> [AIM OF THE EXERCISE] Return every one of the records below unchanged, line for line.

--- start MATERIAL ---

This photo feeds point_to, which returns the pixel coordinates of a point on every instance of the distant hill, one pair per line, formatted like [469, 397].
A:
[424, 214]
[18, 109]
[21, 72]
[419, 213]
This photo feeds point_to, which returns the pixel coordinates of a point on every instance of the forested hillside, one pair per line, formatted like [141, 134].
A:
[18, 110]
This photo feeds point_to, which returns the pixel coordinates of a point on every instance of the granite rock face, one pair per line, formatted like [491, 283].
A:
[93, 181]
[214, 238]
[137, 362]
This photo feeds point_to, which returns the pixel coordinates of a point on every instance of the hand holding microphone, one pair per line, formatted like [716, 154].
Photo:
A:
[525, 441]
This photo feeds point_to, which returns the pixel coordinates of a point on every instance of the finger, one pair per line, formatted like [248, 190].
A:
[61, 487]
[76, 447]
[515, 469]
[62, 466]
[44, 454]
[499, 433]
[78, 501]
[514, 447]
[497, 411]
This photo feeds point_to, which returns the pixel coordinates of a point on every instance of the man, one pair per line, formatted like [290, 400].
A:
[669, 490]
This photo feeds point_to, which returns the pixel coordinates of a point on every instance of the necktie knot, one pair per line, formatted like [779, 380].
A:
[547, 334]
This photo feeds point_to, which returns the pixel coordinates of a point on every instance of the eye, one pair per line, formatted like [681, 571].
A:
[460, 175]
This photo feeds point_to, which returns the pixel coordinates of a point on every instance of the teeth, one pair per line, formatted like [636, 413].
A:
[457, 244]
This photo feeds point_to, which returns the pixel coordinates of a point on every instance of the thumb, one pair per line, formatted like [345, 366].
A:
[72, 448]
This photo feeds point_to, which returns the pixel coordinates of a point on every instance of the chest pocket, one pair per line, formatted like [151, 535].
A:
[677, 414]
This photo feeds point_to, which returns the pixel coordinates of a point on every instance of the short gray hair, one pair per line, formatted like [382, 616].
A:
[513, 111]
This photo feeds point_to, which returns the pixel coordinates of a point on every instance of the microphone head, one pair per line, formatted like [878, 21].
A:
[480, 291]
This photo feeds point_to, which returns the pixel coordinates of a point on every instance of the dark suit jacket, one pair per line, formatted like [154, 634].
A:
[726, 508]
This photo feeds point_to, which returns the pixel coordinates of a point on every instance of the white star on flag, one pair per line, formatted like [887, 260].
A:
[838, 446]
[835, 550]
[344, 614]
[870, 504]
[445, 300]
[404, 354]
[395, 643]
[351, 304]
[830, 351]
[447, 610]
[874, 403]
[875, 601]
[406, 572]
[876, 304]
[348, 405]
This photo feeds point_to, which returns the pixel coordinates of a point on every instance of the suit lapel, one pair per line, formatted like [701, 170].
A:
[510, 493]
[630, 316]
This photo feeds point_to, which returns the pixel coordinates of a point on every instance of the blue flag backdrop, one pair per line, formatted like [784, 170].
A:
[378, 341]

--- end MATERIAL ---

> [ANSWER TO THIS PROBLEM]
This photo feeds point_to, which returns the pixel coordinates of a point on every instance of the distant hill, one pair per line, formatted like [469, 397].
A:
[424, 214]
[18, 109]
[21, 72]
[419, 213]
This photo feeds point_to, which returns the pixel coordinates of a point on every instance of the forested hillside, one pair per line, formatted like [141, 134].
A:
[18, 110]
This photo feeds point_to, which returns the pixel coordinates of a point on every instance of the granite rock face, one pair per line, formatted like [491, 283].
A:
[93, 181]
[214, 238]
[137, 362]
This photo feeds point_to, which returns the pixel coordinates of a point on every instance of the hand holding microphone, one pair per line, formatted like [716, 154].
Photo:
A:
[525, 441]
This photo feeds point_to, which returns the pixel coordinates of a point on every instance of the finger, one pair per line, formatted like [248, 190].
A:
[61, 487]
[76, 447]
[515, 469]
[62, 466]
[44, 454]
[499, 433]
[78, 501]
[514, 447]
[497, 411]
This photo feeds point_to, which returns the pixel coordinates of a point on every instance of the man, one pair per line, formatted like [290, 400].
A:
[669, 490]
This photo feeds point_to, which returns the pixel coordinates of a point on every instance of the necktie knot, one pair per line, formatted like [779, 380].
A:
[547, 334]
This photo feeds point_to, which returns the pixel coordinates of a point on every instance of the eye, one pair per line, formatted like [681, 571].
A:
[460, 175]
This photo feeds point_to, which returns the pixel coordinates of a point on every instance of the teeth, one pair per line, formatted like [636, 413].
A:
[457, 244]
This photo feeds point_to, which returns the pixel coordinates of a point on every instance of the thumb, one pair per line, formatted like [345, 366].
A:
[72, 448]
This photo feeds point_to, which returns the pixel coordinates of a point on every instance of the chest pocket, one pair per line, formatted like [151, 535].
A:
[677, 414]
This photo feeds point_to, which returns the pixel coordinates of a point on every instance of the short gray hair, one pair per line, formatted like [382, 616].
A:
[513, 111]
This photo feeds point_to, which returns the pixel coordinates of a point on every instance of the microphone head, one pair per line, formatted like [878, 21].
A:
[480, 291]
This photo feeds point_to, which returns the pixel coordinates of a point on every instance of the dark suit jacket, one pair per line, formatted like [154, 634].
A:
[726, 508]
This photo feeds point_to, which returns the pixel coordinates of a point on every instance of the white star on flag, one pair per line, formatted like [887, 260].
A:
[838, 446]
[835, 550]
[344, 614]
[870, 504]
[445, 300]
[404, 354]
[395, 643]
[351, 304]
[830, 351]
[447, 610]
[874, 403]
[875, 601]
[406, 572]
[876, 304]
[348, 405]
This photo feeds point_to, which returns the pixel coordinates of a point on every instance of the suit lapel, one pair per line, formatted like [701, 170].
A:
[510, 493]
[630, 316]
This photo feeds point_to, which returns the pixel coordinates of a point on every instance of the blue flag backdrop, one pair per line, formatted like [784, 170].
A:
[378, 341]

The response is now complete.